(PAGE TEXT):
---

For the rest of us, however, this is good, old-fashioned musical theater frivolity turned on its ear. Personally, I can’t think of a better way to disgrace one of history’s most ruthless leaders than by turning him into a nelly “German Ethel Merman” and dancing on his grave. Pariseau chews up the scenery and along with Price, offers gut-busting moments.
Nathan Lane and Matthew Broderick, who starred in the original Broadway cast, were as synonymous as Lewis and Martin. Their star power was undeniably box office gold. Still, The Producers is a solid show that succeeds without big name personalities splashed on the marquee. Kostroff and Josefsberg create wonderful stage chemistry and carry the show with effortless talent.
Director Don Stephenson sticks close to the original direction (why re-invent the wheel?) and Bill Burns captures the same energetic choreography as Susan Stroman. All of the walkers in Little Old Lady Land are here, along with the Busby Berkeley swastika formation in “Springtime for Hitler.”

---

(EXERCISES):
- 1) Answer these questions using the review.
(a) Which two actors starred in the original Broadway cast?
(b) Who directed this production?
(c) Whose choreography does Bill Burns capture?
- 2) Translate this sentence from the review into Spanish: "Still, The Producers is a solid show that succeeds without big name personalities splashed on the marquee."
- 3) Reproduce everything in the review from "Nathan Lane and" down to "with effortless talent.".

(RAW DATA):
---

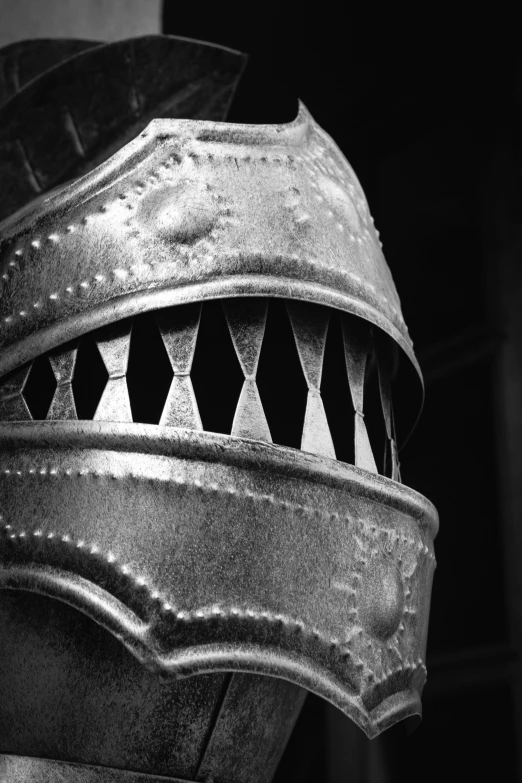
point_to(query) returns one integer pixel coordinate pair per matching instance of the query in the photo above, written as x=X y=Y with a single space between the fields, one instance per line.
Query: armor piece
x=207 y=538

---

(SOLUTIONS TO THE PROBLEMS):
- 1)
(a) Nathan Lane and Matthew Broderick
(b) Don Stephenson
(c) Susan Stroman's

- 2) Aun así, The Producers es un espectáculo sólido que triunfa sin grandes nombres estampados en la marquesina.

- 3)
Nathan Lane and Matthew Broderick, who starred in the original Broadway cast, were as synonymous as Lewis and Martin. Their star power was undeniably box office gold. Still, The Producers is a solid show that succeeds without big name personalities splashed on the marquee. Kostroff and Josefsberg create wonderful stage chemistry and carry the show with effortless talent.